__TO DO__
1. List the three social media hashtags that the article about Ricki Fairley says she uses.
2. Resume the article about Ricki Fairley, picking up right after its final sentence.

__DOCUMENT TEXT__
------------------------------------------------

Triple Positive

“Badass” survivor Ricki Fairley ’78 drives national fight against a rare form of breast cancer.

Fairley uses three social media hashtags—#TriplePositive, #WalkingInBlessings, and #GSD, which stands for “Get S*** Done.” Fairley doesn’t have time to mince words. Seven years ago her doctor told her she had two years to live.

She was diagnosed with triple negative breast cancer (TNBC), an aggressive type with the highest mortality rate—and no drugs to prevent its recurrence. It affects black women at three times the rate of other women and is more common in younger women, unlike most breast cancers. 

Today Fairley is president of Dove Marketing, whose clients have included AARP and President Obama’s reelection campaign, and she chairs the board of trustees of the Triple Negative Breast Cancer Foundation. When Fairley discovered the organization, she offered it her marketing expertise and was invited onto its board, which at the time had no members who were survivors or black. “I was ‘Bingo!’ for them,” she says.

------------------------------------------------

(Natural-language object grounding data)
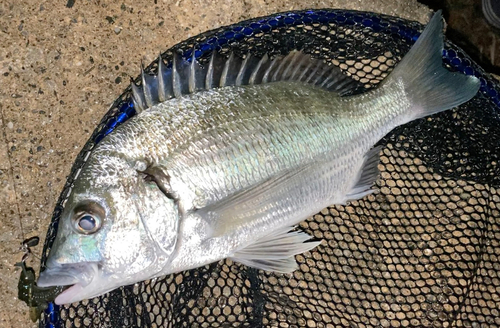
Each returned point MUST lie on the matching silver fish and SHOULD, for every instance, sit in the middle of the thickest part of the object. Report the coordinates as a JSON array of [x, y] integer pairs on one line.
[[224, 160]]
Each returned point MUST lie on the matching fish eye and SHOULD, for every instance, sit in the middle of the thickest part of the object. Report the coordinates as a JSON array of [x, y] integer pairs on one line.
[[87, 218], [87, 223]]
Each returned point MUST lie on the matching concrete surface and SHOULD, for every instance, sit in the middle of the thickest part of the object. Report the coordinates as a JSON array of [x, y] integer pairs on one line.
[[60, 69]]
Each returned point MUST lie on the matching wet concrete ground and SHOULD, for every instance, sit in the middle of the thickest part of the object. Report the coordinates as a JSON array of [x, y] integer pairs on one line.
[[61, 68]]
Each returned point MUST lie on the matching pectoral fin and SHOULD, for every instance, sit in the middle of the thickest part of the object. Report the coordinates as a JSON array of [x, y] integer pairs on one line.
[[275, 252]]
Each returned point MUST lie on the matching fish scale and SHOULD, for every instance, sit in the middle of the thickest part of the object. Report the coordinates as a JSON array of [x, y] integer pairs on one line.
[[167, 190], [319, 127]]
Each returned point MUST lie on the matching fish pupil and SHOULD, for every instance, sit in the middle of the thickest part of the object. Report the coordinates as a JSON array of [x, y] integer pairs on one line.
[[87, 223]]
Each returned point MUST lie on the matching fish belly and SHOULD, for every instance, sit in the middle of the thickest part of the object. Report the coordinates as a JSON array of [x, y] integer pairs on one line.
[[244, 161]]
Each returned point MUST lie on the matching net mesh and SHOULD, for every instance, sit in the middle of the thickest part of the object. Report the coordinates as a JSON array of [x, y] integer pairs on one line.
[[421, 252]]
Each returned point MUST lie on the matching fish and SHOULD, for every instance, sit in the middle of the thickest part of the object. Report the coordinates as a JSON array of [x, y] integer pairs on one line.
[[224, 159]]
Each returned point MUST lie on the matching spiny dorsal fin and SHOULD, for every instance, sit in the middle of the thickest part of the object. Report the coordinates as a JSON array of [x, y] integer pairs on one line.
[[188, 76]]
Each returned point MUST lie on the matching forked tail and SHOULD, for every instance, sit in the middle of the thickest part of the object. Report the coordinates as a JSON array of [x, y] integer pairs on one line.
[[430, 87]]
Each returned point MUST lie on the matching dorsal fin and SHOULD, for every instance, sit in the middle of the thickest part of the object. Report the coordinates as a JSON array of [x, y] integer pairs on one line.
[[188, 76]]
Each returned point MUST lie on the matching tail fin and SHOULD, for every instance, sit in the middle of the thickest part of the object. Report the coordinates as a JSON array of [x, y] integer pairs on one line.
[[431, 87]]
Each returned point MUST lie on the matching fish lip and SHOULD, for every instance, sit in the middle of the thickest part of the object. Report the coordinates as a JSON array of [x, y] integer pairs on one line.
[[68, 274]]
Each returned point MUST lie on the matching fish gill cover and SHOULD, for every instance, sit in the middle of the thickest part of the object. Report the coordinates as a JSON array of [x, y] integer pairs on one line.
[[421, 252]]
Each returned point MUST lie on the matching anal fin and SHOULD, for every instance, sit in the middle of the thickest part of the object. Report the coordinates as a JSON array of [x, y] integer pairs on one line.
[[275, 252]]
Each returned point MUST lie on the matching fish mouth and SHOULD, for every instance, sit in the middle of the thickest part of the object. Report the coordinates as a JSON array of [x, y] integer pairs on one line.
[[79, 275]]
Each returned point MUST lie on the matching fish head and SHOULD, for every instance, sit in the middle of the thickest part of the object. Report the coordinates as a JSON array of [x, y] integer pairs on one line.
[[117, 228]]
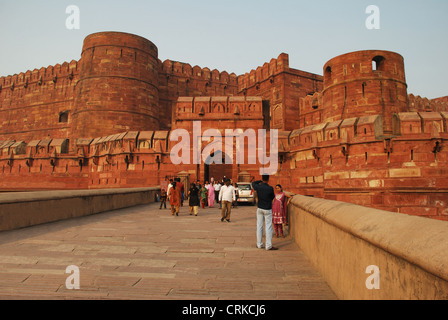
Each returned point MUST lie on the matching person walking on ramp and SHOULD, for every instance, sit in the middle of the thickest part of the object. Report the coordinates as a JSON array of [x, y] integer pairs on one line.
[[265, 195], [226, 197]]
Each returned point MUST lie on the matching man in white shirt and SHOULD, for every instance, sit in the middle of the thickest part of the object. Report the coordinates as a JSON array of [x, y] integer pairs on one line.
[[226, 198], [217, 187]]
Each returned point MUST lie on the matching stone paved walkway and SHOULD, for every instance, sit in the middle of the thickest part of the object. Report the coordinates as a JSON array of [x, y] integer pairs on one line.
[[145, 253]]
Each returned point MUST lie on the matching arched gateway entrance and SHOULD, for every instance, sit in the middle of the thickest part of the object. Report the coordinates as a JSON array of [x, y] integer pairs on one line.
[[218, 171]]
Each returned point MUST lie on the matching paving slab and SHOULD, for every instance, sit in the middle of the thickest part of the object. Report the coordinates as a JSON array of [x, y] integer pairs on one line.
[[146, 253]]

------------------------------------------------

__OUTPUTS BY TASK__
1. #TriplePositive, #WalkingInBlessings, #GSD

2.
Today she raises money for research grants—more than $3 million to date—and spreads the word about TNBC, especially to black women. Thanks in part to her efforts, pharmaceutical companies have embraced TNBC patients and started clinical trials. Fairley has also had success encouraging black women to overcome their justifiable hesitancy to join such studies.

When she was first diagnosed, Fairley wanted everyone—men, women, and children—to touch the peanut-sized tumor under her nipple. “I wanted everyone to know what it felt like. You can’t prevent it, so you have to early-detect it,” she says.

She also reassessed everything else in her life. “I got rid of all the cancers in my life, not just the one in my breast,” she says. She divorced her husband, separated from her business partners, started Dove, and moved to a home on the bay in Annapolis, Maryland. “In a lot of ways getting sick was a blessing, but I don’t recommend it. Don’t wait to get sick. Make these choices now,” she says. 

“I shouldn’t be here. I know God left me here to talk about this and do this work,” Fairley believes. “I love all breast cancer survivors, but women with triple negative fight a much harder battle. And we’re all badass, because we’re dealing with it.”